_Task brief_: Convert the data below into a JSON list of strings with one string per line, leaving out blank lines.

_Data supplied_:
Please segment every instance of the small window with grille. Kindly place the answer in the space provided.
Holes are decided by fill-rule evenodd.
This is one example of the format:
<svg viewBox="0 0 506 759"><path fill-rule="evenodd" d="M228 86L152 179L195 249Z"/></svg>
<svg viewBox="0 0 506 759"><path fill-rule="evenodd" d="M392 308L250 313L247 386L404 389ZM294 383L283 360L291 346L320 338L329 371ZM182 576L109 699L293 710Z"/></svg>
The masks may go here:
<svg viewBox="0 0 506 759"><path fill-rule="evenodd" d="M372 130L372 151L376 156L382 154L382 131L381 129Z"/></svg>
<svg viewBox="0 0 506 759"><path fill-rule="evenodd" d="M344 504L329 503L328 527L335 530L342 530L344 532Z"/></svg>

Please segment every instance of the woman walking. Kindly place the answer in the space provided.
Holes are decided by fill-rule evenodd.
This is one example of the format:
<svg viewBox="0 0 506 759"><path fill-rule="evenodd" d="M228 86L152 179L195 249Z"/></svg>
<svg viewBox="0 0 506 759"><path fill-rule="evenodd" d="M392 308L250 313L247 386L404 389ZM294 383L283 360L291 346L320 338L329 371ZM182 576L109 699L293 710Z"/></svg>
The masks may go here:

_Task result_:
[
  "Please segment every instance of the small window with grille. Kindly place the answer in the space provided.",
  "Holes are decided by fill-rule evenodd.",
  "This is one example of the format:",
  "<svg viewBox=\"0 0 506 759\"><path fill-rule=\"evenodd\" d=\"M228 86L152 179L195 249Z\"/></svg>",
  "<svg viewBox=\"0 0 506 759\"><path fill-rule=\"evenodd\" d=\"M392 308L250 313L247 386L404 389ZM294 383L283 360L291 346L320 338L329 371ZM182 576L109 699L293 710Z\"/></svg>",
  "The masks may go here:",
  "<svg viewBox=\"0 0 506 759\"><path fill-rule=\"evenodd\" d=\"M372 130L372 151L376 156L382 154L382 131L381 129Z\"/></svg>",
  "<svg viewBox=\"0 0 506 759\"><path fill-rule=\"evenodd\" d=\"M344 504L329 503L328 527L335 530L342 530L344 532Z\"/></svg>",
  "Please segment every instance of the woman walking. Kindly place the answer in the space provided.",
  "Holes are decided by fill-rule evenodd.",
  "This is one example of the format:",
  "<svg viewBox=\"0 0 506 759\"><path fill-rule=\"evenodd\" d=\"M228 86L152 179L195 249Z\"/></svg>",
  "<svg viewBox=\"0 0 506 759\"><path fill-rule=\"evenodd\" d=\"M392 308L250 313L247 386L404 389ZM294 383L283 360L291 346L320 338L329 371ZM182 576L109 699L293 710Z\"/></svg>",
  "The masks may go here:"
]